# [Do this]
Reproduce each of the following lines verbatim, in their original order.

==== Exercise inputs

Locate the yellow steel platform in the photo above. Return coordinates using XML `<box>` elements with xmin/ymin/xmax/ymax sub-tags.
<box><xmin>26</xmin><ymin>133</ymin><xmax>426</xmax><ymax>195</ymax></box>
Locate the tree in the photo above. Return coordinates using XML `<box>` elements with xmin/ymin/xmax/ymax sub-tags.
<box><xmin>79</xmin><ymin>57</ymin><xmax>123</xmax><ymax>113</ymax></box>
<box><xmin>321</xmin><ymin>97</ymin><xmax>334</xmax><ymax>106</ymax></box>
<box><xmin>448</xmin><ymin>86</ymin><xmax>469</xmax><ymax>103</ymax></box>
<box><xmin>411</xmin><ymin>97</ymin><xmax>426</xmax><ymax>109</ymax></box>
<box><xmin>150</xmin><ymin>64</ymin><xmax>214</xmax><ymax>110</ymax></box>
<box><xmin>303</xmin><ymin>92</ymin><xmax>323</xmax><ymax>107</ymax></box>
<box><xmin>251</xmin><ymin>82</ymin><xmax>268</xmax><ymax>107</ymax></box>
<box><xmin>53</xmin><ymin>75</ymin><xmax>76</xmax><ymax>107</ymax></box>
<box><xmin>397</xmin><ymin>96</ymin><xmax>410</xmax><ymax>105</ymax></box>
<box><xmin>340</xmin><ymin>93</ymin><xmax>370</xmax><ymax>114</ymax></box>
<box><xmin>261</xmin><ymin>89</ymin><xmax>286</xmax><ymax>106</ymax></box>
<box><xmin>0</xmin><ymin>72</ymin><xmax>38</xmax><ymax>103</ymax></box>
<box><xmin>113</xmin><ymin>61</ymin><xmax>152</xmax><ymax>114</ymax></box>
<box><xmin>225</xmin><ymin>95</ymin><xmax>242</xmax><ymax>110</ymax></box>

========

# [Exercise response]
Locate the yellow steel platform in the photo above. Return coordinates using XML `<box>` elements with xmin/ymin/xmax/ymax sub-tags.
<box><xmin>26</xmin><ymin>133</ymin><xmax>426</xmax><ymax>195</ymax></box>
Locate the tree in the photo above. Return coordinates using XML `<box>` elements with xmin/ymin/xmax/ymax sub-tags.
<box><xmin>79</xmin><ymin>57</ymin><xmax>123</xmax><ymax>113</ymax></box>
<box><xmin>321</xmin><ymin>97</ymin><xmax>334</xmax><ymax>106</ymax></box>
<box><xmin>448</xmin><ymin>86</ymin><xmax>469</xmax><ymax>103</ymax></box>
<box><xmin>411</xmin><ymin>97</ymin><xmax>426</xmax><ymax>109</ymax></box>
<box><xmin>150</xmin><ymin>64</ymin><xmax>214</xmax><ymax>110</ymax></box>
<box><xmin>303</xmin><ymin>92</ymin><xmax>323</xmax><ymax>107</ymax></box>
<box><xmin>251</xmin><ymin>82</ymin><xmax>268</xmax><ymax>107</ymax></box>
<box><xmin>53</xmin><ymin>75</ymin><xmax>76</xmax><ymax>107</ymax></box>
<box><xmin>397</xmin><ymin>96</ymin><xmax>410</xmax><ymax>105</ymax></box>
<box><xmin>340</xmin><ymin>93</ymin><xmax>370</xmax><ymax>114</ymax></box>
<box><xmin>261</xmin><ymin>89</ymin><xmax>286</xmax><ymax>106</ymax></box>
<box><xmin>0</xmin><ymin>72</ymin><xmax>38</xmax><ymax>103</ymax></box>
<box><xmin>113</xmin><ymin>61</ymin><xmax>152</xmax><ymax>114</ymax></box>
<box><xmin>225</xmin><ymin>95</ymin><xmax>242</xmax><ymax>110</ymax></box>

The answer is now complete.